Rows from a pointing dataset

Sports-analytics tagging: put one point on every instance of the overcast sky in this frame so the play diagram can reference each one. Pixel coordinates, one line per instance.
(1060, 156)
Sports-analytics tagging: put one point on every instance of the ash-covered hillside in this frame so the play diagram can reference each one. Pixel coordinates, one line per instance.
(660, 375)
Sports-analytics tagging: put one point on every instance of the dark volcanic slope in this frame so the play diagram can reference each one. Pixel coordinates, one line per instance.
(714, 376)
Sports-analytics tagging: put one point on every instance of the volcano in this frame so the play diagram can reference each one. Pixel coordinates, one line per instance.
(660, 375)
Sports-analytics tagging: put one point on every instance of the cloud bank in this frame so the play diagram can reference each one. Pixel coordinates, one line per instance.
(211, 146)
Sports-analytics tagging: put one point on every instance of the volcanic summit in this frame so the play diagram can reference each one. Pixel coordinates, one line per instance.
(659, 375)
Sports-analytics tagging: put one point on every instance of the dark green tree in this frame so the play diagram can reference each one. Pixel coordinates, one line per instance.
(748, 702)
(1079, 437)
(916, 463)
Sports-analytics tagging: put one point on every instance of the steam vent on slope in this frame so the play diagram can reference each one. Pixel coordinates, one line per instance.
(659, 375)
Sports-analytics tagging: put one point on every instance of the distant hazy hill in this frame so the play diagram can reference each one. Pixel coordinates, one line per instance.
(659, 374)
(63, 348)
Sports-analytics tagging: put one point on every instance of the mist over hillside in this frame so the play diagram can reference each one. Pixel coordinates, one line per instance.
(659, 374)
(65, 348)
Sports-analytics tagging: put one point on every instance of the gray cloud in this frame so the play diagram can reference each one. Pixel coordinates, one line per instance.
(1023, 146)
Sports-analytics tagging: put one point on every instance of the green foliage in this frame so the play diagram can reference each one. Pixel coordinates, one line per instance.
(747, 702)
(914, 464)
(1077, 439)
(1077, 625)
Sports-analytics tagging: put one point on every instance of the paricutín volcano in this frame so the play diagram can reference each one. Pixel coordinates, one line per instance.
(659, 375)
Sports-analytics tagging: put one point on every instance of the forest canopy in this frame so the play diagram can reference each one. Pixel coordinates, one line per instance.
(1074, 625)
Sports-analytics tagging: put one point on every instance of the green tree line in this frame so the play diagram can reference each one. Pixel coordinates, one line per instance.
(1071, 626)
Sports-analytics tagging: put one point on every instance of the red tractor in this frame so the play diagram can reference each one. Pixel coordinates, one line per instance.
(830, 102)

What you should do
Rewrite the entire listing above, swapping "play diagram" for "scouting report" everywhere it occurs and leaving everything else untouched.

Written response
Sports-analytics tagging: put one point on every instance of the overcast sky in this frame so the scouting report can reference each one. Pixel coordinates, one line per instance.
(1060, 156)
Sports-analytics tagging: put one point on every instance of the ash-covered hillside in this frame so the scouting report can reference each one. Pixel coordinates, one line per instance.
(660, 375)
Sports-analytics tagging: put one point on every instance of the dark volcanic slope in this frame so the scouting report can reference each one. Pixel coordinates, one line per instance.
(714, 376)
Sports-analytics tagging: put one point on every instance of the volcano in this frame so the scouting report can reference each one. Pixel coordinates, one line per instance.
(660, 375)
Sports-analytics tagging: put one point on every instance of the cloud bank in this frame so the scouting report can reference each one. Pixel coordinates, one line per instance.
(211, 146)
Sports-analytics tagging: put one point on every instance of the volcanic summit in this frame so the scouting report can reference each one. Pixel coordinates, one line per instance.
(659, 375)
Sports-analytics tagging: put one point on every instance of the dark green tree in this frame so the scouting report can reference each one. Pixel coordinates, one line per instance.
(748, 702)
(1079, 437)
(916, 463)
Sports-analytics tagging: put one point on every instance of the steam vent on slope in this frame so the scouting report can reference each one. Pixel coordinates, one line per instance.
(659, 375)
Sports-analytics tagging: put one point on every instance of the distant hazy hill in this frame so the scouting report can reference each one. Pixel coordinates, one line per instance.
(659, 374)
(63, 348)
Sports-analytics tagging: put one point on every instance of the mist over hillside in this frame so the scouting report can reference each one. Pixel coordinates, one line per instance.
(659, 374)
(65, 348)
Sports-analytics tagging: put one point on every instance of the gray cloud in this frame so the scouting report can reference each one. Pixel coordinates, one line per instance.
(1023, 146)
Sports-analytics tagging: put one point on every instance of the green foliage in this frame so the scouting report can reference each one. Pixel coordinates, one line per instance.
(747, 702)
(914, 464)
(1077, 439)
(1077, 625)
Sports-analytics tagging: put one point on every instance of the paricutín volcano in this frame so the scouting report can reference each one. Pixel coordinates, one line per instance.
(659, 375)
Sports-analytics tagging: put one point on every instance of the forest canopy in this frame so the scouting report can reference each one. Pixel coordinates, one line per instance.
(1074, 625)
Sports-analytics tagging: put one point on every instance of the green tree line in this frame so the scouting report can reference each one. Pixel coordinates, one line per instance.
(1071, 626)
Sports-analytics tagging: put one point on every instance of the red tractor in this frame so the scouting report can reference each one. Pixel coordinates, one line per instance.
(830, 102)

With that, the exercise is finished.